> [BRIEF] Please copy the news article about donated fish and mercury warnings word for word, in full.

> [PASSAGE PROVIDED]

══════════════════════════════

More charities lacked warning about fish

Associated Press

BOISE – Fish given to the region’s poor people by Idaho wildlife officials without a warning about mercury levels were more widely distributed than previously disclosed.

One Washington charity that got lake trout and whitefish caught from Lake Pend Oreille said Thursday it passed hundreds of pounds to other groups.

The Union Gospel Mission in Spokane gave much of roughly 1,200 pounds of fish it received from the Idaho Department of Fish and Game to as many as 25 other church-affiliated food banks and homeless shelters last November.

The mission, which Wednesday indicated it still had most of the fish in freezers, says that was incorrect. All its fish are gone.

Kris James, Union Gospel director of food services and culinary training, said officials at the shelter near downtown Spokane are now questioning whether to accept more fish once Fish and Game’s gillnetting program resumes next month. They’re concerned it will be impossible to monitor how much people eat.

Since 2007, the Idaho Department of Health and Welfare has advised pregnant women and children to eat just one monthly meal of lake trout and no more than four meals of whitefish caught from Lake Pend Oreille.

“As a social agency, we have a responsibility to protect the people we work with,” said James, who didn’t learn of the advisory until last week. “If they were in a position to choose their fish, I imagine they would make the appropriate choices. But if they’re not in a position to choose, somebody needs to guide them.”

Mercury occurs naturally and may also be concentrated in Idaho lakes due to historical mining activities. At high levels, it can damage the human nervous system, particularly in developing fetuses.

When asked if women and children in Spokane who received the fish may have eaten more than the Idaho Department of Health and Welfare recommends, James said, “It is a possibility.”

══════════════════════════════

> [DATA SHOWN]

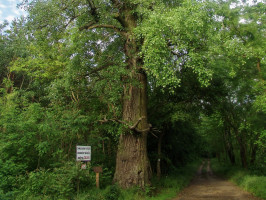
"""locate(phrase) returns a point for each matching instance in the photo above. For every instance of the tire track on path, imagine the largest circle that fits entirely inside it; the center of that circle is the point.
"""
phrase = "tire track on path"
(206, 186)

══════════════════════════════

> [EXERCISE RESULT]
More charities lacked warning about fish

Associated Press

BOISE – Fish given to the region’s poor people by Idaho wildlife officials without a warning about mercury levels were more widely distributed than previously disclosed.

One Washington charity that got lake trout and whitefish caught from Lake Pend Oreille said Thursday it passed hundreds of pounds to other groups.

The Union Gospel Mission in Spokane gave much of roughly 1,200 pounds of fish it received from the Idaho Department of Fish and Game to as many as 25 other church-affiliated food banks and homeless shelters last November.

The mission, which Wednesday indicated it still had most of the fish in freezers, says that was incorrect. All its fish are gone.

Kris James, Union Gospel director of food services and culinary training, said officials at the shelter near downtown Spokane are now questioning whether to accept more fish once Fish and Game’s gillnetting program resumes next month. They’re concerned it will be impossible to monitor how much people eat.

Since 2007, the Idaho Department of Health and Welfare has advised pregnant women and children to eat just one monthly meal of lake trout and no more than four meals of whitefish caught from Lake Pend Oreille.

“As a social agency, we have a responsibility to protect the people we work with,” said James, who didn’t learn of the advisory until last week. “If they were in a position to choose their fish, I imagine they would make the appropriate choices. But if they’re not in a position to choose, somebody needs to guide them.”

Mercury occurs naturally and may also be concentrated in Idaho lakes due to historical mining activities. At high levels, it can damage the human nervous system, particularly in developing fetuses.

When asked if women and children in Spokane who received the fish may have eaten more than the Idaho Department of Health and Welfare recommends, James said, “It is a possibility.”